-------- Article

LOWER CHAMBER HEATERS FOR IMPROVED ETCH PROCESSES

Abstract

A method of improving a plasma etch chamber by installing heaters on outer surfaces. A method of improving STI etch. A method of improving STI etch in a Hitachi M700 series etcher.

Description

CROSS-REFERENCE TO RELATED APPLICATIONS

This application claims the benefit of priority under U.S.C. §119(e) of U.S. Provisional Application 61/249,387 (Texas Instruments docket number TI-68259, filed Oct. 7, 2009.

FIELD OF THE INVENTION

This invention relates generally to an etching process chamber and more particularly to a temperature control assembly for use in etching processes.

BACKGROUND OF THE INVENTION

Plasma etching of semiconductor materials is typically performed in a plasma etching chamber that has gas inlet ports, gas exhaust ports, a mechanism for transporting wafers into and out of the etching chamber, and a pedestal on which the wafer rests while being etched. Typically to accelerate the etching rate, portions of the etching chamber may be heated. Gaseous reactants typically contain carbon. Products of the etching reaction that are in the plasma may further react to form a polymeric material that may deposit on the sidewalls of the semiconductor geometries being etched and may also deposit on interior surfaces of the etching chamber. This polymeric deposition maybe used to control the sidewall profile geometries being etched. Etch product deposition on the walls of the chamber may build up and start delaminating causing particulates. These particulates may deposit on the wafer during etch causing blocked etch defects and may deposit on the wafer post etch causing defects that later result in circuit failure during electrical test. Running additional chamber cleaning cycles and opening the chamber to perform preventative maintenance (PM) to remove the deposition reduces machine availability and increases manufacturing cost. Particle defects reduce yield also increasing manufacturing cost.

----------------

Goal a: Condense the paragraph of the patent beginning "Plasma etching of semiconductor materials" into a bulleted list that keeps its main facts.

-------- Input for this task

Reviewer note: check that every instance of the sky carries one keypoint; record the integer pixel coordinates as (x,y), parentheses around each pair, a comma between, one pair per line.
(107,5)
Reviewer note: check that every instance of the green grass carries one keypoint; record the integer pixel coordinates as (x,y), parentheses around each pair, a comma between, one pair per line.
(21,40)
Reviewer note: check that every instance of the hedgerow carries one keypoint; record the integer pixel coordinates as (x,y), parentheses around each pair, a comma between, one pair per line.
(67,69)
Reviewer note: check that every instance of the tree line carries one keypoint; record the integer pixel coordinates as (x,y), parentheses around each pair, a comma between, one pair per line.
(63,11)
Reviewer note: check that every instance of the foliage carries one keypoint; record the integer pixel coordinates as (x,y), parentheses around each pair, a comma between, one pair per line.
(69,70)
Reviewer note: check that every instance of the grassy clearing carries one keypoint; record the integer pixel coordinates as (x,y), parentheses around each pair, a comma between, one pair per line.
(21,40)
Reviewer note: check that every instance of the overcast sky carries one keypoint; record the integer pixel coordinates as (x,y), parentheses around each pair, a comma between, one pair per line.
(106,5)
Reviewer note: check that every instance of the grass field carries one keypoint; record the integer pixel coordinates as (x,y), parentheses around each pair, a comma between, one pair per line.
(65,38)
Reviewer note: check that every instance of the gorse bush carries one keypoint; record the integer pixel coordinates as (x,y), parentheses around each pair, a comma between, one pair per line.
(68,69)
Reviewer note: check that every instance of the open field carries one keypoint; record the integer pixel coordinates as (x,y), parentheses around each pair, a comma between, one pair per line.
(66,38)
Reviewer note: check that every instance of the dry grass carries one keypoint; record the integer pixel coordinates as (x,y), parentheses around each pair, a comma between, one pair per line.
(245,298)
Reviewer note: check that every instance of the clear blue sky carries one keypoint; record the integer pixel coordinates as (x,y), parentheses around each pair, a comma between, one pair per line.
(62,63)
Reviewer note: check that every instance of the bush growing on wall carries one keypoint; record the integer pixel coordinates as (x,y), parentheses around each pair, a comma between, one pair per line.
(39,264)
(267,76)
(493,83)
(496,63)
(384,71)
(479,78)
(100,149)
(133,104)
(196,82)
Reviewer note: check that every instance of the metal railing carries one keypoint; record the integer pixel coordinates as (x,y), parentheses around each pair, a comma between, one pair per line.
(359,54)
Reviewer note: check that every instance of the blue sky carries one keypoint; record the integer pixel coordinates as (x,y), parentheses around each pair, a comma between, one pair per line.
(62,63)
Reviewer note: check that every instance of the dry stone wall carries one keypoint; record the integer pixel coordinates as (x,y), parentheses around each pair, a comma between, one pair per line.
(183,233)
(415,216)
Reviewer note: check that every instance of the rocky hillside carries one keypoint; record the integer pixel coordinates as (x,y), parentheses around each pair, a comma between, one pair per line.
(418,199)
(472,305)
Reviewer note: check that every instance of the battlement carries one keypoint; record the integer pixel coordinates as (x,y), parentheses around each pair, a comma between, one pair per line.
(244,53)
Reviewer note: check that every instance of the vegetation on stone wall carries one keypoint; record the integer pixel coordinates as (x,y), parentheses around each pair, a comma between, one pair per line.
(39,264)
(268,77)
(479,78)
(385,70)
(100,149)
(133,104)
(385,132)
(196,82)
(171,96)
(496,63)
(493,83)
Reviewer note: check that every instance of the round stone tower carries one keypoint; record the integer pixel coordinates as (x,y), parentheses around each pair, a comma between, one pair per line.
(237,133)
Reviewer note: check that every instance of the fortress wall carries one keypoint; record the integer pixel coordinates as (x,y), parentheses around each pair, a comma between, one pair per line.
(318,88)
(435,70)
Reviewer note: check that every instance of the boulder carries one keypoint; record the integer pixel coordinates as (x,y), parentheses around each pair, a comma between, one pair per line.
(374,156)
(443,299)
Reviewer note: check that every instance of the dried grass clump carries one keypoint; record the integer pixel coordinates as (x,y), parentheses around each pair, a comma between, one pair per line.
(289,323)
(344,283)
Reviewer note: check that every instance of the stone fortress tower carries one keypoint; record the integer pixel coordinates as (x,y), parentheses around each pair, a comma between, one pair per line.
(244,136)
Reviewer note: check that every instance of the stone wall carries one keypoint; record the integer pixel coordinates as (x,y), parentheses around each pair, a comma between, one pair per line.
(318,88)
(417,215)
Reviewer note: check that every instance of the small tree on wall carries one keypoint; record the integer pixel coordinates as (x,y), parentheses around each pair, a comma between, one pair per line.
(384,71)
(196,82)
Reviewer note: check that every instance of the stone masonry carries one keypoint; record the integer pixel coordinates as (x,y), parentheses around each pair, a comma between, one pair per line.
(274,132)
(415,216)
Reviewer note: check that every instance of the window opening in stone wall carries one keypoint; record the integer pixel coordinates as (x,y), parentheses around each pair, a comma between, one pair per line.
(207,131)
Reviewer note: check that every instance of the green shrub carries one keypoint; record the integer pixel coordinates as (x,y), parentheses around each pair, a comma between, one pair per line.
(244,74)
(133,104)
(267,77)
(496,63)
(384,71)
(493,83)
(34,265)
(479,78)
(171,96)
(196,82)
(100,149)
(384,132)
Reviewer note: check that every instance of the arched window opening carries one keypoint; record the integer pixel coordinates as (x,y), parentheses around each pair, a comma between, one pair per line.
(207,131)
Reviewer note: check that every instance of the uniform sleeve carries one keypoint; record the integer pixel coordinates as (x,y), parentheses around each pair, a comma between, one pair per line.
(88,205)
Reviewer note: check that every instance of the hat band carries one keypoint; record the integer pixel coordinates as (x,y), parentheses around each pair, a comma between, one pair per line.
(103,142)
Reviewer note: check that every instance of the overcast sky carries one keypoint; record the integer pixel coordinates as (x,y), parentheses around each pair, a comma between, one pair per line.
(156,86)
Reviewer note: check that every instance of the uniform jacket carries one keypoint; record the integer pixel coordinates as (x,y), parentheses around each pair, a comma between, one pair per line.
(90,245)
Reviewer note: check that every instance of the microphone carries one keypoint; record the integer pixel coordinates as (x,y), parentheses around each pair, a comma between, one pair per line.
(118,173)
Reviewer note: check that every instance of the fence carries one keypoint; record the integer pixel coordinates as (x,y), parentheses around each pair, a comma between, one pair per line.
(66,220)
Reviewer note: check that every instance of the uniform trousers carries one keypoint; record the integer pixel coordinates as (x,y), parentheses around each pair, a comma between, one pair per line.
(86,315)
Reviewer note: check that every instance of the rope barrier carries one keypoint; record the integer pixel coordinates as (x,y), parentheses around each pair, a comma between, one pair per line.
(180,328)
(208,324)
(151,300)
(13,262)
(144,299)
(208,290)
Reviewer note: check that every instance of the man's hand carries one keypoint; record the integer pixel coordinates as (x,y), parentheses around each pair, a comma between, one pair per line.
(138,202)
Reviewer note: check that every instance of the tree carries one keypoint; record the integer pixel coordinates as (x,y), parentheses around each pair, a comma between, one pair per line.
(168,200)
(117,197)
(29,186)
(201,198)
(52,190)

----------------

Goal b: Extract every line of the records that contains the word "gorse".

Problem solution a:
- Plasma etching is typically done in a chamber with gas inlet and exhaust ports, a mechanism for moving wafers in and out, and a pedestal that holds the wafer during etching.
- Parts of the chamber may be heated to speed up the etch rate.
- Gaseous reactants typically contain carbon. Etch products in the plasma may form a polymeric material that deposits on the sidewalls of the etched geometries and on the chamber's interior surfaces.
- This deposition may be used to control sidewall profiles.
- Deposits on the chamber walls can build up and delaminate into particulates. These can land on the wafer during etch, causing blocked etch defects, or after etch, causing defects that later lead to circuit failure at electrical test.
- Extra chamber cleaning cycles and opening the chamber for preventative maintenance reduce machine availability and raise manufacturing cost. Particle defects lower yield, which also adds cost.

Problem solution b:
Reviewer note: check that every instance of the gorse bush carries one keypoint; record the integer pixel coordinates as (x,y), parentheses around each pair, a comma between, one pair per line.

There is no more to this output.